YOUR OBJECTIVE ▸ For every line below, restate it exactly and drop the images.

*** Opening STUDY MATERIAL ***

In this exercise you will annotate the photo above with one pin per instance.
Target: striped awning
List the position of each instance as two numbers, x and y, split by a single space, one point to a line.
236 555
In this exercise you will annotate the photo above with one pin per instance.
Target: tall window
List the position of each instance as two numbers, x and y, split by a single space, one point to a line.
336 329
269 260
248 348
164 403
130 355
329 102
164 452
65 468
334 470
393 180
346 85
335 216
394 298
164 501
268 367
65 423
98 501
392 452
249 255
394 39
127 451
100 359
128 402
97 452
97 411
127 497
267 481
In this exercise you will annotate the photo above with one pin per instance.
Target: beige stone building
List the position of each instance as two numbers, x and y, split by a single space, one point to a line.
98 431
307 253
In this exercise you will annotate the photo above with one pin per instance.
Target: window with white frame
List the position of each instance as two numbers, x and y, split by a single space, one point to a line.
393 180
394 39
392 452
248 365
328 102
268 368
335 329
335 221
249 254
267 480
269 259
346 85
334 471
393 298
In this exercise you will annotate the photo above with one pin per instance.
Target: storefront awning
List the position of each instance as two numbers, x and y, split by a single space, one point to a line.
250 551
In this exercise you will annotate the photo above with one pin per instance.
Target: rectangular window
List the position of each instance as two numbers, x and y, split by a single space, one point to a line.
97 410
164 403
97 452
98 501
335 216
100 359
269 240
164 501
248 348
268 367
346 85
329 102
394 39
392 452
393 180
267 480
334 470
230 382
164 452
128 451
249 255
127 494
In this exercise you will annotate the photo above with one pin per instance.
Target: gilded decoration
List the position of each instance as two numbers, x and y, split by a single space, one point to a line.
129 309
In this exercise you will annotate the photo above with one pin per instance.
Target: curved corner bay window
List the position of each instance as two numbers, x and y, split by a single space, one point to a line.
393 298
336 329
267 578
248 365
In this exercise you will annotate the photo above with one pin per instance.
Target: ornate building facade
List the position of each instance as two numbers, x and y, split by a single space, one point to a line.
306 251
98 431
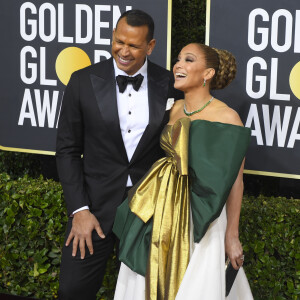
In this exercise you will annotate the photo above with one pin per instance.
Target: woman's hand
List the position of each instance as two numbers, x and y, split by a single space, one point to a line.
234 250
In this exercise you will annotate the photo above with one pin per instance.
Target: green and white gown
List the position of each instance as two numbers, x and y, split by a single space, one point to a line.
172 226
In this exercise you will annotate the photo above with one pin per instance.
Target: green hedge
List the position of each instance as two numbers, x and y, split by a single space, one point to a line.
32 224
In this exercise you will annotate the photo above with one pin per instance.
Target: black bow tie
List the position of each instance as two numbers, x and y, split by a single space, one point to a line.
136 82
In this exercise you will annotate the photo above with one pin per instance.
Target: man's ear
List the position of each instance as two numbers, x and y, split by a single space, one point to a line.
151 46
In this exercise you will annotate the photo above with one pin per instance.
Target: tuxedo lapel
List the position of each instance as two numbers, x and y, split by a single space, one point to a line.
157 99
105 92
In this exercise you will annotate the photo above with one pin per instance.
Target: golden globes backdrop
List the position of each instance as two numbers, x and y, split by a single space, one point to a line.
264 36
42 43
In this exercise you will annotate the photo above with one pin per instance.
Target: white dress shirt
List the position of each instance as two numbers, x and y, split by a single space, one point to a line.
133 110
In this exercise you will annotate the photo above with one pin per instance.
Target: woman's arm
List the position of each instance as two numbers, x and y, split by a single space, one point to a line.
233 246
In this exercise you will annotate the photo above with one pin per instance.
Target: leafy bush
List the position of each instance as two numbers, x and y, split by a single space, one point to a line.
18 164
32 225
269 230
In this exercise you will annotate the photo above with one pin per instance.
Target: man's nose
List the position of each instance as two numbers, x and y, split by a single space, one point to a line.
125 50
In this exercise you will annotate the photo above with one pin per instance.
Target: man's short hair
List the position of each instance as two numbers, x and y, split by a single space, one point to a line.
136 17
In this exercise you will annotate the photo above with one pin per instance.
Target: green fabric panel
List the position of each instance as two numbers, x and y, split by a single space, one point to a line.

*** Closing STUDY MATERIAL ***

YOUR RESPONSE ▸
In this exercise you will annotate the photo above with one pin per instance.
Target: striped awning
List the position of each instance as two numbers, x and y, split by a single space, one point to a line.
236 555
In this exercise you will annotate the photo above with one pin per instance.
Target: tall window
List the position of each instance as two numbers, x and y, split by a single space, one point to a line.
336 329
269 260
248 348
164 403
130 355
329 102
164 452
65 468
334 470
393 180
346 85
335 216
394 298
164 501
268 367
65 423
98 501
392 452
249 255
394 39
127 451
100 359
128 402
97 452
97 411
127 497
267 481
In this exercise you will annotate the photo above with one pin per instance.
Target: beige stone building
List the position of each instance as two numbers, x and y, split by a single space, one point to a line.
98 431
307 253
In this exercise you will annotate the photo above with one pin per instance.
Target: window with white frame
List the position of each instance as two numbers, x and y, split by a single space, one point to a line.
393 180
394 39
392 452
248 365
328 102
268 368
335 329
335 221
249 254
267 480
269 259
346 85
334 471
393 298
In this exercise you will annotate the photo above with one pin per instance.
Target: storefront awning
List the position of each instance as two numbers, x and y, split by a single space, one point to a line.
250 551
In this exercise you will annotate the photo above with one pin per instance.
Target: rectangular window
List the position of each instance as two numbers, x and y, split by a single space, one point to a line.
97 410
164 403
97 452
98 501
335 216
100 359
269 240
164 501
248 348
268 367
346 85
329 102
394 39
392 452
393 180
267 480
334 470
230 382
164 452
128 451
249 255
127 494
In this exercise you will annotate the photo above with one pin per instance.
Target: gilded decoration
List the position of each instance as two numbers, x and y, split by a single space, one point to a line.
129 309
In this exercise you will annotate the photo above with one pin per instance.
Target: curved corner bay window
List the position of each instance as two numbers, x and y, split by a single space, one point to a line.
393 298
336 329
267 578
248 365
In this exercise you will annotate the photo above with one pin per instance.
Target: ornate building facade
List the position of each instance as two numbers, x and y, split by a single space, one point to a line.
306 251
98 431
In this exercise you will annotate the photo above with one pin per instance.
Target: woman's hand
List the position of each instance as two numbers, x and y, split by a single space, one point to a line.
234 250
In this exercise you will annotate the photo above with one pin per instance.
Target: green and white gown
List the position of each instance as two numbers, x and y, split by a single space, one point to a line.
172 226
In this exercise you will annotate the photo above with one pin per instance.
Target: green hedge
List the position of each instance as two numbers, x and y, split by a single space, one point to a line.
32 224
In this exercise you will annotate the photo above with one pin per instance.
Target: black bow tie
List the position of each instance as two numbers, x and y, split by a single space, one point to a line.
136 82
In this exercise you will annotate the photo above with one pin per instance.
Target: man's ear
List the position of each instance as two numbers, x and y, split by a single space, one point to a line.
151 46
In this exercise you will annotate the photo above with one pin per instance.
Target: tuxedo lapel
List the position of each instance as two numbers, x and y, split by a single space, one point to a line.
157 99
105 92
In this exercise you will annotate the photo above with one pin per instance.
Target: golden globes backdrop
List the position of each instance as two numbers, x and y, split by a single space, one point to a line.
264 36
42 43
In this exercise you will annotate the photo above with one pin per instance.
Target: white dress shirt
List the position of each instance as two numbers, x and y, split by a single space, one point to a line.
133 110
In this exercise you will annotate the photo above with one pin per instance.
Target: woman's arm
List the position of each instance as two numbers, x and y, split by a single space, one point to a line.
233 246
In this exercise you will annotate the photo above with one pin per instance.
Target: leafy bush
List the position of each instance as two numbers, x and y, split by a single space, one point to a line.
18 164
32 225
269 230
In this exercise you will annotate the photo above with one pin per instance.
Target: man's nose
List the position of each instance as two numbers, x and y, split by a single space, one point to a line.
125 50
In this exercise you will annotate the photo above with one pin per instance.
Target: man's short hair
List the position of each instance as two numbers, x and y, split by a single space, one point to a line.
136 17
In this exercise you will annotate the photo above with one pin per instance.
Target: green fabric panel
List the position of each instance as two numbers, x and y, split by a single space, one point to a line.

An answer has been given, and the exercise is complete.